- **Exercise details**: Below are entries; output exactly the lines from the one with "white window blind" to the one with "small wooden chair", both included, and nothing else.

- **Entries provided**:
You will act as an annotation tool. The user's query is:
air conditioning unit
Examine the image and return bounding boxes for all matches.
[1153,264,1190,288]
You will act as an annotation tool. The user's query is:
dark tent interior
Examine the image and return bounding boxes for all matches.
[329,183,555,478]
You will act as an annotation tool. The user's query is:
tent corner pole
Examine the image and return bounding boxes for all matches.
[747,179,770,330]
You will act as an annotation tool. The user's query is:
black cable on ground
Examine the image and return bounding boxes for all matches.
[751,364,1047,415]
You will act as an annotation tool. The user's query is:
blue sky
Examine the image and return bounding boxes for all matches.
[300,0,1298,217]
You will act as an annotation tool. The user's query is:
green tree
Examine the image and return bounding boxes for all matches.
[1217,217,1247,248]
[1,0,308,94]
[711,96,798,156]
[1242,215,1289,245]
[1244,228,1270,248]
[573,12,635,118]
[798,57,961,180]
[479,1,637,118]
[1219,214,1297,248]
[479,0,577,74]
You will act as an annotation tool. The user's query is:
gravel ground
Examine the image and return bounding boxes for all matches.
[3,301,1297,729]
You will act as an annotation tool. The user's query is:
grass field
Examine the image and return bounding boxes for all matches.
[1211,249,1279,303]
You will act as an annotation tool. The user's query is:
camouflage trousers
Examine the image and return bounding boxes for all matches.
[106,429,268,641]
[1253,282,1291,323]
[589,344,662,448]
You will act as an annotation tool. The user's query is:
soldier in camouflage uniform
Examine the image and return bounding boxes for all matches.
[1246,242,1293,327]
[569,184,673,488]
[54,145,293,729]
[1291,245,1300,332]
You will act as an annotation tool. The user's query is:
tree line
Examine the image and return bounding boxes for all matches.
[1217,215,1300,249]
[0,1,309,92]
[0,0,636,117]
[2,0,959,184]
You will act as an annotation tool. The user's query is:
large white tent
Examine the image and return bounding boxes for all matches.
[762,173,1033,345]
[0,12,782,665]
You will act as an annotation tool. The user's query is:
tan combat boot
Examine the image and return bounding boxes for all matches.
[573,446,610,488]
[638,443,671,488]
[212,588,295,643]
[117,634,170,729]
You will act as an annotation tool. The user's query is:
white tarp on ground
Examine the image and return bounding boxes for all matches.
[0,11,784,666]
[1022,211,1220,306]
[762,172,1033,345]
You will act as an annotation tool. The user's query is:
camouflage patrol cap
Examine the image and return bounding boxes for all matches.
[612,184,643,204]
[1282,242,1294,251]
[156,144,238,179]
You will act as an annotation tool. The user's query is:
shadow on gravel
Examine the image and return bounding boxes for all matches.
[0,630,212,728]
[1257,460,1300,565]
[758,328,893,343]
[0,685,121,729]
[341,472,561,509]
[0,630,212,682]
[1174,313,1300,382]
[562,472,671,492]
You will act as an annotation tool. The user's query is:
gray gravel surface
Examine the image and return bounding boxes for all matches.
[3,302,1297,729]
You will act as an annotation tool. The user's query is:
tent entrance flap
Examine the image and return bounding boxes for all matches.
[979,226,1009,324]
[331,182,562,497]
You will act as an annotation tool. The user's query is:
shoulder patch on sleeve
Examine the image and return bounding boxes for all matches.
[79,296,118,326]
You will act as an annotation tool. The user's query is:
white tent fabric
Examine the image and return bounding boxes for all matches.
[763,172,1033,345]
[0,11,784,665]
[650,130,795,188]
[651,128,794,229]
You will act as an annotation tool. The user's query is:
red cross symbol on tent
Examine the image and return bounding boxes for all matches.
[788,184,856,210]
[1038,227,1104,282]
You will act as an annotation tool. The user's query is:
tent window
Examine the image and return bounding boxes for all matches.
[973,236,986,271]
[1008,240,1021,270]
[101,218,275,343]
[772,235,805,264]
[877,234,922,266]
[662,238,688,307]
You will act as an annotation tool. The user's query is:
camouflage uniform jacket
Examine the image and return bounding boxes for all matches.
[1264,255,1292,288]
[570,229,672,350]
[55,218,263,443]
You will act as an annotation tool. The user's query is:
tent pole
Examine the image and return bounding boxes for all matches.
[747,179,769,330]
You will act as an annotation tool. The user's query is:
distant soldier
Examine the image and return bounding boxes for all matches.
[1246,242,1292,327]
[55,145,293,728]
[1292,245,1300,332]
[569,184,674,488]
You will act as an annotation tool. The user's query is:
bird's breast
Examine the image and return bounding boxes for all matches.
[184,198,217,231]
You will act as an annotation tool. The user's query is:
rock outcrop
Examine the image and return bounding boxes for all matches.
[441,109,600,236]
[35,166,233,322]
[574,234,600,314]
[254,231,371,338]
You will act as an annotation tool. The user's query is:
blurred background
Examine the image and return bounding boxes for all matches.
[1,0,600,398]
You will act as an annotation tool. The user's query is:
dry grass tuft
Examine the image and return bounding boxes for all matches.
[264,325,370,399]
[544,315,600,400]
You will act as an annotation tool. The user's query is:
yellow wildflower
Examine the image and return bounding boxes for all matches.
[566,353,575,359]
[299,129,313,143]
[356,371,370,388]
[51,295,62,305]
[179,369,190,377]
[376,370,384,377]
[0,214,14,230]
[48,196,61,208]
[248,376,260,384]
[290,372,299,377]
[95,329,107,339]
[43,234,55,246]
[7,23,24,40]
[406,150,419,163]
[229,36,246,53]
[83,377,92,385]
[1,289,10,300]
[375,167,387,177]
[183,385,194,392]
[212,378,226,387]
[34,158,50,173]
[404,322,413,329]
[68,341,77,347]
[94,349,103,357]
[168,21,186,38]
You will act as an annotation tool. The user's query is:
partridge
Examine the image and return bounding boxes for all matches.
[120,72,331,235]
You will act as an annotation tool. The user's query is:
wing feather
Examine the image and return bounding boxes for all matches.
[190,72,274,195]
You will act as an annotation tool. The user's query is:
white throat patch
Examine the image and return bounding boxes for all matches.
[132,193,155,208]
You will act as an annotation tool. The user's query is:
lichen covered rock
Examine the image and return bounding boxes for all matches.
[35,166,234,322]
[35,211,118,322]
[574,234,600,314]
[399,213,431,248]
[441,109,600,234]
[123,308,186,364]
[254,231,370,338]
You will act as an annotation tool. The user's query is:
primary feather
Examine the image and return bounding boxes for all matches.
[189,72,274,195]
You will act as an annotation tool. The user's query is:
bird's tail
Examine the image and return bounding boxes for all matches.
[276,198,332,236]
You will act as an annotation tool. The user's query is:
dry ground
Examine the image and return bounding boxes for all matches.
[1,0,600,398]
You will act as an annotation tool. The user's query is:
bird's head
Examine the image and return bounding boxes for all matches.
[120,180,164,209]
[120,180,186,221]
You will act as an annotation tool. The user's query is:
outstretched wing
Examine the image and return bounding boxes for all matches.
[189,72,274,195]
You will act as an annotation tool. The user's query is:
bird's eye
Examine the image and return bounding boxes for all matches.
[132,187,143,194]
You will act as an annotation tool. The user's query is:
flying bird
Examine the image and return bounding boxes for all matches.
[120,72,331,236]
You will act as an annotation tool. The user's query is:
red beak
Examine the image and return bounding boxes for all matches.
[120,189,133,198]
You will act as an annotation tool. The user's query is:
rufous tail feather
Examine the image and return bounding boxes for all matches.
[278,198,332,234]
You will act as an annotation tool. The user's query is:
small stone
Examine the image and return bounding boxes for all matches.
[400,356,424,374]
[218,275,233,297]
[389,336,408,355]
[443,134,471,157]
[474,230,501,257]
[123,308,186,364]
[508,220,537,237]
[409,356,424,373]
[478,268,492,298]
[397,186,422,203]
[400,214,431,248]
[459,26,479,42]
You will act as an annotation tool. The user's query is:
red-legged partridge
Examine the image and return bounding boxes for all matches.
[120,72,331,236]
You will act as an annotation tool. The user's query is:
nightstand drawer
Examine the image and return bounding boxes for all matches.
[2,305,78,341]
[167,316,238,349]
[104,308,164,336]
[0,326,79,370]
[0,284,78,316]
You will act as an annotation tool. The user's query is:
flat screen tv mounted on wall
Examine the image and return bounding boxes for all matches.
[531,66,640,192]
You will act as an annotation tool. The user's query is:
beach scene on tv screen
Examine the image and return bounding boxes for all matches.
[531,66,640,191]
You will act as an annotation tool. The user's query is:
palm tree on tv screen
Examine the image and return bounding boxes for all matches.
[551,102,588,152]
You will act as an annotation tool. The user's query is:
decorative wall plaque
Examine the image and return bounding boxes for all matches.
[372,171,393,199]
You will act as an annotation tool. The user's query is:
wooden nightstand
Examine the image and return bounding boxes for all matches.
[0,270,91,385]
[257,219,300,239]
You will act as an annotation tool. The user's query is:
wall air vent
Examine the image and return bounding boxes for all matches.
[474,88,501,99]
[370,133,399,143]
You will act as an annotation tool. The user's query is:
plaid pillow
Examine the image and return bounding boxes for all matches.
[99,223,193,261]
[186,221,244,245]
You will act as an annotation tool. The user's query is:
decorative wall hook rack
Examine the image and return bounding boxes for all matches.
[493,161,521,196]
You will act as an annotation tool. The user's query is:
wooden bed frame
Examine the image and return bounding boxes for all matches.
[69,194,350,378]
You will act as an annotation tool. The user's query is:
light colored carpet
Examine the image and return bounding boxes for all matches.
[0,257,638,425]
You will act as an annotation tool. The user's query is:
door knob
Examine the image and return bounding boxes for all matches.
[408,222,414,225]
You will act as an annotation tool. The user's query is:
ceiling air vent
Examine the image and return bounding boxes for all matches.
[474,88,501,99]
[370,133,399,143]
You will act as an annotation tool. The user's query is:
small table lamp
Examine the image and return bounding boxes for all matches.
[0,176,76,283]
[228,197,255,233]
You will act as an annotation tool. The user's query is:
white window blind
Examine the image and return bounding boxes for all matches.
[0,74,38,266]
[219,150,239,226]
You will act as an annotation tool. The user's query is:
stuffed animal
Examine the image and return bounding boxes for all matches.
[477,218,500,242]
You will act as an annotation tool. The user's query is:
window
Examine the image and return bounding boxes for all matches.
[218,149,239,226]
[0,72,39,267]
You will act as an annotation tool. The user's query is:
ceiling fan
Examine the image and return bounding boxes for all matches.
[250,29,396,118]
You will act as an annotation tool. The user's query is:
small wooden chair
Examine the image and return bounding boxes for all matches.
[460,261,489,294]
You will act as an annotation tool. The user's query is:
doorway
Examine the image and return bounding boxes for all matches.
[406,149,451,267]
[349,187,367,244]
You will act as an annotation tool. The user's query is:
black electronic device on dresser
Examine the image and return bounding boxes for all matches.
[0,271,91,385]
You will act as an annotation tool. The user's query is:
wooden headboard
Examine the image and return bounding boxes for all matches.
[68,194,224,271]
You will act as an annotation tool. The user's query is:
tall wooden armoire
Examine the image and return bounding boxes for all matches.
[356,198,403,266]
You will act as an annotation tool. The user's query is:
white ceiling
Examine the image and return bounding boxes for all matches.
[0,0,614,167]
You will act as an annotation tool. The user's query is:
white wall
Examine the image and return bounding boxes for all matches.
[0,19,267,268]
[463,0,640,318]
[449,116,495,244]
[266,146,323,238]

- **Output for this exercise**:
white window blind
Examine the image and return bounding boxes for all matches.
[0,74,38,266]
[219,150,239,226]
You will act as an annotation tool. The user's query is:
stuffed animal
Examine the image and return bounding boxes for all matches.
[477,218,500,242]
You will act as an annotation tool. The user's query is:
window
Examine the image and return bounding boxes for all matches.
[218,149,239,226]
[0,72,39,267]
You will act as an annotation tool. The user's query is:
ceiling fan
Examine the image and return bounding boxes for all matches.
[250,29,396,118]
You will act as an annotation tool. The user's query is:
small wooden chair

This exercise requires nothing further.